Set exercise:
Copy the lines from the records below word for word, starting with the line that contains "the eyelash, written" and stopping after the line that contains "column 325, row 51".

Dataset extract:
## Begin
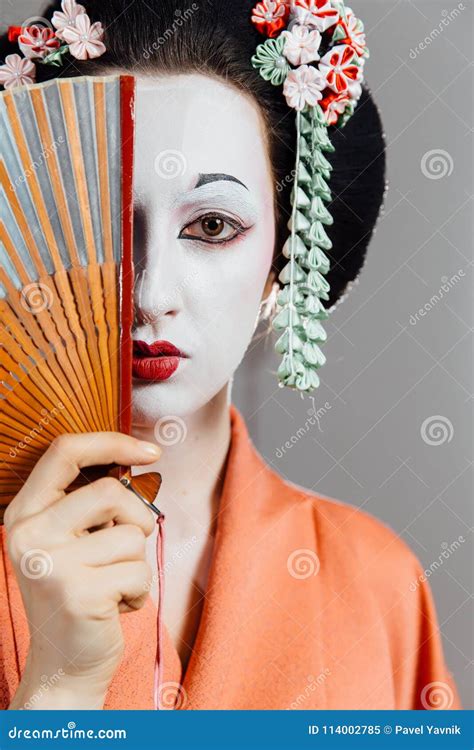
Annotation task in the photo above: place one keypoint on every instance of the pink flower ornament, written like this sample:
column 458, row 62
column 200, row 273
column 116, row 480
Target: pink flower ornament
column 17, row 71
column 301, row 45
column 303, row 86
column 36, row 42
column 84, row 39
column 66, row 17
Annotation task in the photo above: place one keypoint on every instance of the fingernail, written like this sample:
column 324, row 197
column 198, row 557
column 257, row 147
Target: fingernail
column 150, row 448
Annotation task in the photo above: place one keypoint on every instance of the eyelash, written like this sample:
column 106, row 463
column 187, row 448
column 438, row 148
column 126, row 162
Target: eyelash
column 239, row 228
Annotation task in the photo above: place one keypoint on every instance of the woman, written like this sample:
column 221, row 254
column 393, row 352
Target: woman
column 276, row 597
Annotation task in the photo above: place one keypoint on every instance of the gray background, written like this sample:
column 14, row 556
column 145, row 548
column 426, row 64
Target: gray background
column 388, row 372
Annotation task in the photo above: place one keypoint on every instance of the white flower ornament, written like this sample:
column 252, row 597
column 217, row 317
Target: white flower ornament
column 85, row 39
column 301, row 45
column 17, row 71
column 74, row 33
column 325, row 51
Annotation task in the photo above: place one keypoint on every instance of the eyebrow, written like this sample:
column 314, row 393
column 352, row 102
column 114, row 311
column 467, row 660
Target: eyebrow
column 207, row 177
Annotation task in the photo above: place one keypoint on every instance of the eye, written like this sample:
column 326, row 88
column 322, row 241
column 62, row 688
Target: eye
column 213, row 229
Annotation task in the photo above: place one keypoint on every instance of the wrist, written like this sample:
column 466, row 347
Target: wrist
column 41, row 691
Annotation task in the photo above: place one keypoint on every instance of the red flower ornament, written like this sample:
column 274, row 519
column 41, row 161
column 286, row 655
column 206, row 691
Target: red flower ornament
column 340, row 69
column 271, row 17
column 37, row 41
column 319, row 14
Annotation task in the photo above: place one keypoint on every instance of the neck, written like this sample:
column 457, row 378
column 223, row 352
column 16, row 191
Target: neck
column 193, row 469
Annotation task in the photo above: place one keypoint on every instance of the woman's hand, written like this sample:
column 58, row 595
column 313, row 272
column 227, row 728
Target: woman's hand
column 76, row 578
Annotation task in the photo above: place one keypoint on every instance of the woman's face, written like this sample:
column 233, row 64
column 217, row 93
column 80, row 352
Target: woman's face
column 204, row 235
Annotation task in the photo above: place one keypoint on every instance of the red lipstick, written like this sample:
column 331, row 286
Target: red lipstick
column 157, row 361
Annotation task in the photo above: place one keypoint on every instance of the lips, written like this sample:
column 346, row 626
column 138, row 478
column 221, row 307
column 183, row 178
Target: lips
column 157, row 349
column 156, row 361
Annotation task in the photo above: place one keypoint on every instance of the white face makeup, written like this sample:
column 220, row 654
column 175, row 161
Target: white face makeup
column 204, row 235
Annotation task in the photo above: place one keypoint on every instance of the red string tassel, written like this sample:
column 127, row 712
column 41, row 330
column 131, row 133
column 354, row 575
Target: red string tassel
## End
Task answer:
Annotation task in the photo above: place one keypoint on every instance of the eyelash, written like this sample:
column 106, row 463
column 187, row 448
column 438, row 148
column 126, row 162
Target: eyelash
column 239, row 228
Annotation task in the photo above: place one keypoint on every instance of the woman, written like this sample:
column 221, row 254
column 393, row 352
Target: woman
column 276, row 597
Annotation task in the photo above: place one keypoint on every instance of the gray background, written like this sample:
column 14, row 556
column 145, row 548
column 426, row 64
Target: gray background
column 388, row 372
Annotation task in the photo above: place one keypoint on every instance of the white flower ornament, written like this sample:
column 252, row 597
column 217, row 317
Target: white flower ornament
column 85, row 39
column 301, row 45
column 17, row 71
column 74, row 33
column 325, row 51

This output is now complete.